[Point placement records]

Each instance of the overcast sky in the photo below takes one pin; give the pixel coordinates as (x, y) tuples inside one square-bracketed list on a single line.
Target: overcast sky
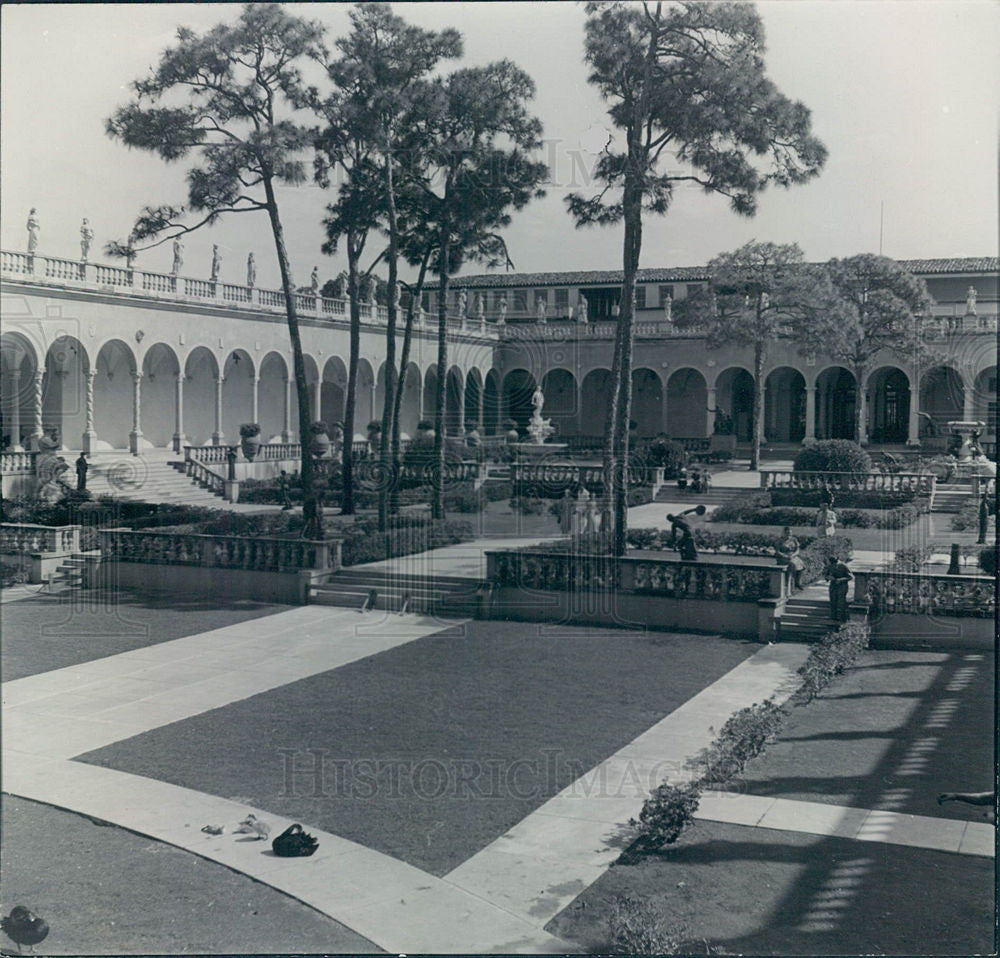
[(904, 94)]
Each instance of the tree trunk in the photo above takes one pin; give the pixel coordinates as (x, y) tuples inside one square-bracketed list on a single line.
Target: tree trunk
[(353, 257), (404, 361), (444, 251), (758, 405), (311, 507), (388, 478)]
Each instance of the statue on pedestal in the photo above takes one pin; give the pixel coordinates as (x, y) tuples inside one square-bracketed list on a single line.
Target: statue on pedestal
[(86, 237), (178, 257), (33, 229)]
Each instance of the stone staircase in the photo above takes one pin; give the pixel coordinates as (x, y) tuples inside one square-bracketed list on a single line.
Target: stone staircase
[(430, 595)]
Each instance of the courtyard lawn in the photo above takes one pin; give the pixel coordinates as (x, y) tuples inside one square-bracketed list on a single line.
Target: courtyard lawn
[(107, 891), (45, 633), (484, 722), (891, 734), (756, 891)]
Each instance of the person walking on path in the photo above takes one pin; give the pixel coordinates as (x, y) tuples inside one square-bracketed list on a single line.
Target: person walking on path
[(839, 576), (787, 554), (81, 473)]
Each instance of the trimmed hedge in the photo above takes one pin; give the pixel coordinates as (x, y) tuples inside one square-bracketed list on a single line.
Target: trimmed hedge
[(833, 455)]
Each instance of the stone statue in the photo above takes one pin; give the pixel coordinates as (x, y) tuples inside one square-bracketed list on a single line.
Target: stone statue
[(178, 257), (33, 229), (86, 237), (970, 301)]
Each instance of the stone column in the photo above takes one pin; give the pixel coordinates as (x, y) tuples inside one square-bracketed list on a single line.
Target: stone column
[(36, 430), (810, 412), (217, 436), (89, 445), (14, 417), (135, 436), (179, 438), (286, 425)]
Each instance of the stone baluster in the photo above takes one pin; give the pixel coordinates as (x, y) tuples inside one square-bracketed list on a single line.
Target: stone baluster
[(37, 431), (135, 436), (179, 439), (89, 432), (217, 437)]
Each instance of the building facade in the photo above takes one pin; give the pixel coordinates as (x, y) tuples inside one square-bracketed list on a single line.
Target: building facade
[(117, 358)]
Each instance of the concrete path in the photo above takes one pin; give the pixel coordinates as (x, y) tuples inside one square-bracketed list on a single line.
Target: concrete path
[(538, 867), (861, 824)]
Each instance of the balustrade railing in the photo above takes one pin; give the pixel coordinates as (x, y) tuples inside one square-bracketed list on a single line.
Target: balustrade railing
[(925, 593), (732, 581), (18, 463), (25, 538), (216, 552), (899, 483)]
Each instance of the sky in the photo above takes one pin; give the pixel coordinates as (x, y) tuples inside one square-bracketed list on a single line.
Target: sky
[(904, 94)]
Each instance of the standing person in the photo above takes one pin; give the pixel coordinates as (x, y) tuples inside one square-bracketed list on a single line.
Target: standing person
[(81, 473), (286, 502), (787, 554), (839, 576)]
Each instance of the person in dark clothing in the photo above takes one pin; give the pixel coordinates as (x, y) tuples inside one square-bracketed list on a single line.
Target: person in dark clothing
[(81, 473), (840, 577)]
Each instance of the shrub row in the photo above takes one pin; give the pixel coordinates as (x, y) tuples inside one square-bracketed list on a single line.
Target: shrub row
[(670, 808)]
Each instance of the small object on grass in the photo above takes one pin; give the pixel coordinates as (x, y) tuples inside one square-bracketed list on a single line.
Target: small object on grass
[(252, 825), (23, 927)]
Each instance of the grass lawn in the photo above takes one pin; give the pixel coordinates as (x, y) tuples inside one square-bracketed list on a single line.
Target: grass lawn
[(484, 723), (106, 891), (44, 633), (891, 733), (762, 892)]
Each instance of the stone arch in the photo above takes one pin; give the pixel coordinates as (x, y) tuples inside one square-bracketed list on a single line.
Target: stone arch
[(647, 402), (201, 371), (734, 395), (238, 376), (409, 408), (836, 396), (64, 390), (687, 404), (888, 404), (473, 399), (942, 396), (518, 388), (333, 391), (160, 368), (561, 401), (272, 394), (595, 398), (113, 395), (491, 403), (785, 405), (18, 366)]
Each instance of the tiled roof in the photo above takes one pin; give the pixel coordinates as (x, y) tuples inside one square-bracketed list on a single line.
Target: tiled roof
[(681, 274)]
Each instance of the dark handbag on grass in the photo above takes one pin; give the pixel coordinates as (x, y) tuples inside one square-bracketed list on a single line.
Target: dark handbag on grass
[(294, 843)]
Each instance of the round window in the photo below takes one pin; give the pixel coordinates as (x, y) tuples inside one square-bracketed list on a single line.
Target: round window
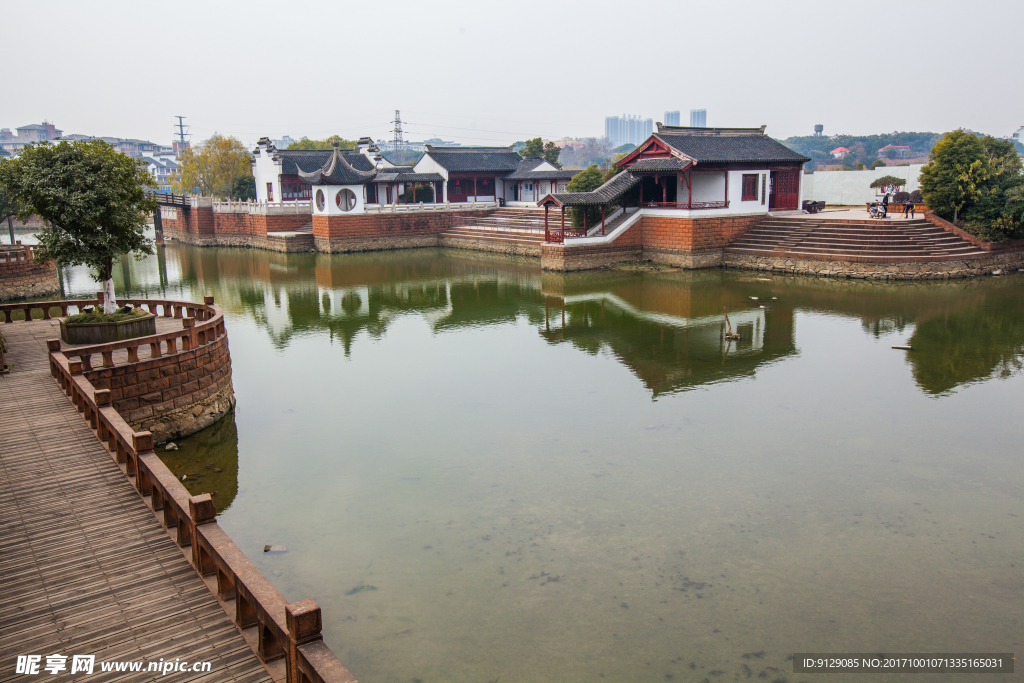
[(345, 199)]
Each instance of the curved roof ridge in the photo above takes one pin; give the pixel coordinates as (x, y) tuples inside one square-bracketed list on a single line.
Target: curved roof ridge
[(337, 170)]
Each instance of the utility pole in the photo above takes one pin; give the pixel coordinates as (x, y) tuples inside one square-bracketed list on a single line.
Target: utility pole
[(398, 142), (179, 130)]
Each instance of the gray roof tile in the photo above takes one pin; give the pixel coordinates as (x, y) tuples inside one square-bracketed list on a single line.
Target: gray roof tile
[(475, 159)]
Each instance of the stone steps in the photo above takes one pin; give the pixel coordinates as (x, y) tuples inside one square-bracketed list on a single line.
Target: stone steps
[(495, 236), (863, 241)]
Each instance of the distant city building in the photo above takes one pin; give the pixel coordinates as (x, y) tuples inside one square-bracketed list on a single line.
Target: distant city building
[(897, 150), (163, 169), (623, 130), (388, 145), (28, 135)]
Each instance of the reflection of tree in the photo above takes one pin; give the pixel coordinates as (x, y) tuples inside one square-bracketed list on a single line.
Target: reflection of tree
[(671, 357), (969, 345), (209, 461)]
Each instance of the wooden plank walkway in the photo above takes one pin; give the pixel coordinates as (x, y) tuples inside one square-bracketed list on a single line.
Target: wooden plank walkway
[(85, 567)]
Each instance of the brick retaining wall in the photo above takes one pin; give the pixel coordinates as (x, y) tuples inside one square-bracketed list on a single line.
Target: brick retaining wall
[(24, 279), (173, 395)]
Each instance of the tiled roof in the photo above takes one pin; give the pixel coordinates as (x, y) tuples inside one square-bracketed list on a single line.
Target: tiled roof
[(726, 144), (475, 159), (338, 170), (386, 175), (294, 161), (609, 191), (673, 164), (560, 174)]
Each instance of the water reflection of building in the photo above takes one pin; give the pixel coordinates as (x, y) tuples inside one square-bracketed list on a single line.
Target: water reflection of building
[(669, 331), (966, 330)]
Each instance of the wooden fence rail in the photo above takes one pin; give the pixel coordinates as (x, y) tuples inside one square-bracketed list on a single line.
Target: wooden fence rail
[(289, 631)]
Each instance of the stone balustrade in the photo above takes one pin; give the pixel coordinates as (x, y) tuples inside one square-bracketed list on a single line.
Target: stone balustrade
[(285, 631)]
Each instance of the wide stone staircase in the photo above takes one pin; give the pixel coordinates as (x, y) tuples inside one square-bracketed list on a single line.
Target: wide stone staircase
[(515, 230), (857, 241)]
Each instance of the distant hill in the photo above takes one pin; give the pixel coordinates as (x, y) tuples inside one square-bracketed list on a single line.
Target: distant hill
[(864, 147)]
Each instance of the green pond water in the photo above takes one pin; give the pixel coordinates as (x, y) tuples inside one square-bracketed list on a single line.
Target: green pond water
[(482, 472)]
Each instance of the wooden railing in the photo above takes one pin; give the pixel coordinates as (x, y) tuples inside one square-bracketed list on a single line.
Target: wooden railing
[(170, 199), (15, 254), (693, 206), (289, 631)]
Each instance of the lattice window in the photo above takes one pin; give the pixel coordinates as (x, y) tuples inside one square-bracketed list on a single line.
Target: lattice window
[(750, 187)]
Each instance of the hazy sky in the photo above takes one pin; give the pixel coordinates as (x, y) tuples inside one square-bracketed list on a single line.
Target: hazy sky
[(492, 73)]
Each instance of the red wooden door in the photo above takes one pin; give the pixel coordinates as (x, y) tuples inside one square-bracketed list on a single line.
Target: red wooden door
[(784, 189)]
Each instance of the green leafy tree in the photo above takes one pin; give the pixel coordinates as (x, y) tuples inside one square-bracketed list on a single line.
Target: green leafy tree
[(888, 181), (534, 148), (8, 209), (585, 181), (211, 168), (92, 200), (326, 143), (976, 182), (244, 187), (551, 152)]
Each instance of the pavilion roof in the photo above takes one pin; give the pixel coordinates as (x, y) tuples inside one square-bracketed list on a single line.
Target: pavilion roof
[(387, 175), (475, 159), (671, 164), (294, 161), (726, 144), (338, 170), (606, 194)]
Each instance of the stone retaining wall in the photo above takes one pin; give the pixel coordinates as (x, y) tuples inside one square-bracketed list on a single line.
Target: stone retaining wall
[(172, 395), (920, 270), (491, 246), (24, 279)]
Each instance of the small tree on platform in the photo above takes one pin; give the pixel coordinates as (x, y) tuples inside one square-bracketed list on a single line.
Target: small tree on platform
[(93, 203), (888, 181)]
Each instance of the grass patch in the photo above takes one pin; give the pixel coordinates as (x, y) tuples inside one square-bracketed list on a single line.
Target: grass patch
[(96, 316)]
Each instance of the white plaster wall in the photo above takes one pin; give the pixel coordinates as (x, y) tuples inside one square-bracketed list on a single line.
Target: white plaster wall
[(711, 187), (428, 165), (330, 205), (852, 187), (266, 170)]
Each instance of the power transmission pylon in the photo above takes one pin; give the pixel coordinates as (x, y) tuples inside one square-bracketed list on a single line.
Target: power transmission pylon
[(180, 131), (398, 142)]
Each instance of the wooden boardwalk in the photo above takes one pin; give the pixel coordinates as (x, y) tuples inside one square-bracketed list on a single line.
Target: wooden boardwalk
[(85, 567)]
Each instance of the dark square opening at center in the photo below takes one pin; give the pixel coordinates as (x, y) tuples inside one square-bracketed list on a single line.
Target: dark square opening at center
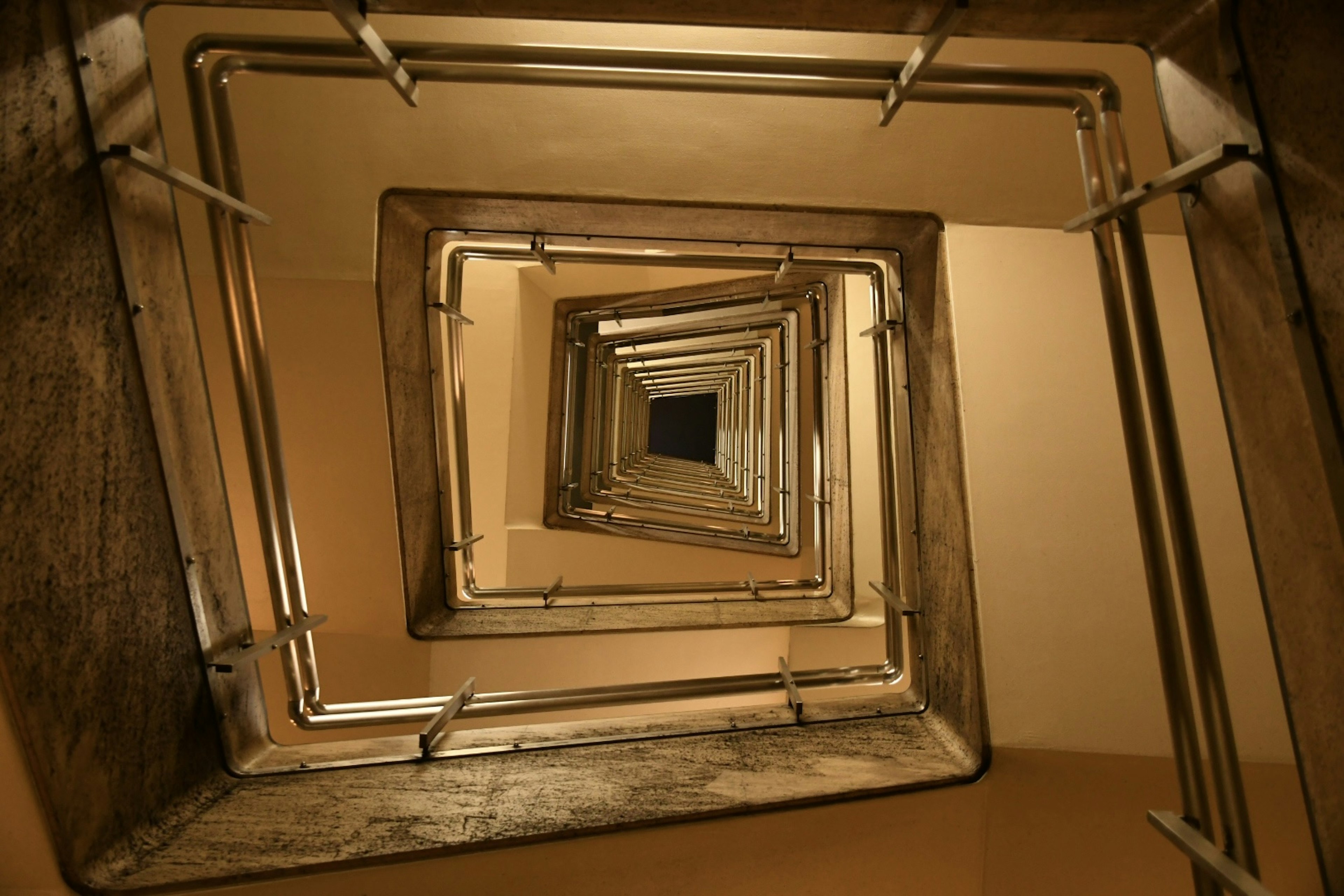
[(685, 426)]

**Work instructions**
Go to the line containing "Each instance of the green leafy", then write out word for word every line from there to the end of the listing. Keep both end lines and drop the pictures.

**Final result**
Each instance of the green leafy tree in the photo above takes one pin; give the pixel coordinates as (x, y) tuples inside one square-bracketed list on a single line.
Target: green leafy tree
[(888, 181), (534, 148), (8, 209), (585, 181), (211, 168), (92, 200), (326, 143), (976, 182), (244, 187), (551, 152)]
Each instance of the pavilion roof in the photo above takes one pin; give the pixel coordinates as (x, y) tuples inside one square-bracketed list on a single line.
Target: pavilion roof
[(387, 175), (475, 159), (671, 164), (294, 161), (726, 144), (338, 170), (606, 194)]
Each instance of the stone retaining wall in the photo above takes one pin; give the pixel coordinates as (x, y) tuples inside one square-bracketed list on a single line.
Target: stone retaining wall
[(172, 395), (920, 270), (491, 246), (24, 279)]
Each instance of the small tree on platform in the photo above takes one pin; give the pixel coordinates as (x, y) tuples inside one square-bracketed list on a single line.
Target: small tree on platform
[(93, 203), (888, 181)]
Each instance of the grass patch in the photo above takes one pin; give the pixel coordinates as (x, y) tuples inside one square-bracketed list on a single line.
Target: grass patch
[(96, 316)]
Each instance of the white plaster wall in the photo above takes one pin; give the pixel coordinates as (x, y) tuples inside one square-bracketed list on a single line.
Target: white plaster wall
[(711, 187), (428, 165), (330, 205), (852, 187), (266, 170)]
Each instance of the power transmission pylon in the photo above takes one pin; give the pixel coordinates as (x, y) tuples inside one square-bracketed list on a single line.
Target: power transmission pylon
[(180, 131), (398, 142)]
Each instance of the wooden boardwalk in the photo above takes one pin; give the pixel coordinates as (x, y) tuples inside one square-bracketed list on a single line.
Target: wooden boardwalk
[(85, 567)]
Each instance of the dark square opening at center in the photo below takes one pin; give the pixel coordinates as (x, y) tuples inside one square-bracketed list on a single line.
Target: dark square opening at center
[(685, 426)]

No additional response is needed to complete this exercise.